(Point localization data)

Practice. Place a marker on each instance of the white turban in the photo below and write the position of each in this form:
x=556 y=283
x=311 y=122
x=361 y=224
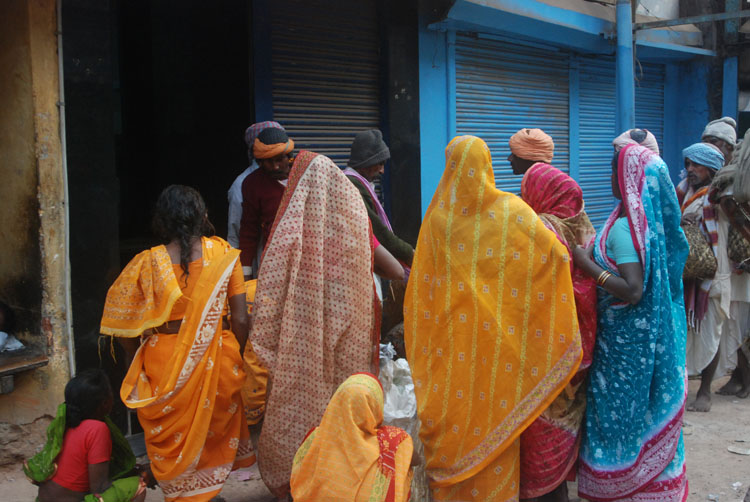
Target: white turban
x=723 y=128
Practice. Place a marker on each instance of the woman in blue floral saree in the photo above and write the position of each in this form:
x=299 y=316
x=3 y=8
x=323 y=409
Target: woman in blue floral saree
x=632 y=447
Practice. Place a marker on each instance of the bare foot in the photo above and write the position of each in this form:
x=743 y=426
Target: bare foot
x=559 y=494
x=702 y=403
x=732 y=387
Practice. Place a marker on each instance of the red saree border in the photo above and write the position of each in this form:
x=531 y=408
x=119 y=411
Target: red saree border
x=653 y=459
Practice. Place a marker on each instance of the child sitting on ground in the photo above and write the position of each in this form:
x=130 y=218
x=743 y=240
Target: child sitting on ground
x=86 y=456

▸ Action item: From the line that contains "Practice. Place a marker on each instance of the bare" to the last line of the data, write out each line exactly and add nothing.

▸ Response below:
Practice. Place a marker on each instance of the bare foot in the photo above and write the position of each in this form:
x=743 y=426
Target: bare foot
x=559 y=494
x=702 y=403
x=732 y=387
Practice. Place a marker on each instance of the red saree border in the photo above and write the position of each in this form:
x=531 y=408
x=119 y=411
Target: red saree border
x=653 y=459
Practice. Place a marker on each instance of the child sitting on ground in the photo above and write the position of each in this form:
x=130 y=218
x=743 y=240
Target: child sitting on ground
x=86 y=456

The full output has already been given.